#### Exercise passage
Start of Block

1876 painting by Elizabeth Thompson

Balaclava is an 1876 oil painting by the British artist Elizabeth Thompson. It depicts the aftermath of the Charge of the Light Brigade at the Battle of Balaclava on 25 October 1854 during the Crimean War. A misunderstood order led to the British light cavalry charging Russian artillery batteries, suffering heavy losses.

The picture was part of a loose trilogy of Crimean scenes she produced beginning with her breakthrough 'The Roll Call in 1874 and The Return from Inkerman (1877). It was exhibited at the Fine Art Society in Bond Street with lines from Tennyson's poem about the charge. Today the painting is in the collection of Manchester Art Gallery, having been acquired in 1898.

==Bibliography==
- Kestner, Joseph A. Masculinities in Victorian Painting. Scolar Press, 1985.
- Lalumia, Matthew Paul. Realism and Politics in Victorian Art of the Crimean War. UMI Research Press, 1984.
- Morris, Edward. Elizabeth Thompson. Liverpool University Press, 2001.
- Usherwood, Paul & Spencer-Smith, Jenny. Lady Butler, Battle Artist, 1846-1933. Sutton, 1987.

End of Block

#### Exercises
a) Answer these questions about the Balaclava painting text:
(i) On what date was the Battle of Balaclava fought?
(ii) Where was the painting exhibited?
(iii) In what year did Manchester Art Gallery acquire it?
b) How would you sum up the Balaclava painting text in two sentences?

#### Point localization data

Start of Block

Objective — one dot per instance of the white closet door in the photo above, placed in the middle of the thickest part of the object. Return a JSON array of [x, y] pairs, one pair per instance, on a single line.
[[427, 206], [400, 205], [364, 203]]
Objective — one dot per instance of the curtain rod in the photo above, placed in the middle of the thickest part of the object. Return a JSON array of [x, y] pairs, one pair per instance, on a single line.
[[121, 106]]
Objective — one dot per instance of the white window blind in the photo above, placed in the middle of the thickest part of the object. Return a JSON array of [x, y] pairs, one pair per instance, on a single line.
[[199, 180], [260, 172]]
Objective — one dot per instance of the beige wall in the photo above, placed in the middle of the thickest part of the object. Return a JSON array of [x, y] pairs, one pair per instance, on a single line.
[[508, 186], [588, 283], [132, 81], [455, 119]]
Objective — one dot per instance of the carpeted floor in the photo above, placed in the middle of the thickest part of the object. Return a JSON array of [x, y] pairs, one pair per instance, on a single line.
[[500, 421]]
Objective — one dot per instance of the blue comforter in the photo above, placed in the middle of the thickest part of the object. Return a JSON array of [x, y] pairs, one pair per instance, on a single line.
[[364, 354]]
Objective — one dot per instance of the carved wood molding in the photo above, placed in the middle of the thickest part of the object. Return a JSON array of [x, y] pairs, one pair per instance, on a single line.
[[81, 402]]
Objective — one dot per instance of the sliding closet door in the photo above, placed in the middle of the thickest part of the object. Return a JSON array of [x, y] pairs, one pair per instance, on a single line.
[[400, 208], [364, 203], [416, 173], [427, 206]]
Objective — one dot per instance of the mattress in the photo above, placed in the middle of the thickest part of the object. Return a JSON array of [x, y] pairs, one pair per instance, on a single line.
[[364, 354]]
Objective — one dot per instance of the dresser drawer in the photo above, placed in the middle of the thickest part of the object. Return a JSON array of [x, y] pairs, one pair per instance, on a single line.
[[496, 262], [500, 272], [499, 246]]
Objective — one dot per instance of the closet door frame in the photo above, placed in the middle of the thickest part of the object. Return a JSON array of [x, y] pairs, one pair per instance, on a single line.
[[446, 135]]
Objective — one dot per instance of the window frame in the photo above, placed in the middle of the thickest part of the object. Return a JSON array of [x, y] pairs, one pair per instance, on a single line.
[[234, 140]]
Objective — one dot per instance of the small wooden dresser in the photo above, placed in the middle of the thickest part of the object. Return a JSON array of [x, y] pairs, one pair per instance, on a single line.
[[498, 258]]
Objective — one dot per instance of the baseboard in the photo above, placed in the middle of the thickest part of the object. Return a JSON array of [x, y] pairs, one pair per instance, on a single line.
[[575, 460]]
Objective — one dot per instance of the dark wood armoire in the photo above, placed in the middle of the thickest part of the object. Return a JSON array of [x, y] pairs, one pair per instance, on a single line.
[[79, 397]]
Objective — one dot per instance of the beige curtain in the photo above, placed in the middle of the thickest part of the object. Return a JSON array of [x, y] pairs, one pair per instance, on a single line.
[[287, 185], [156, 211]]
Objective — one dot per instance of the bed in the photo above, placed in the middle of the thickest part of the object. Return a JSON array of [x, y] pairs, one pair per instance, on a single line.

End of Block

#### Expected results
a)
(i) 25 October 1854
(ii) At the Fine Art Society in Bond Street
(iii) 1898

b) Balaclava is an 1876 oil painting by the British artist Elizabeth Thompson that depicts the aftermath of the Charge of the Light Brigade at the Battle of Balaclava during the Crimean War. Part of a loose trilogy of Crimean scenes, it was exhibited at the Fine Art Society with lines from Tennyson's poem about the charge and is now in the collection of Manchester Art Gallery, which acquired it in 1898.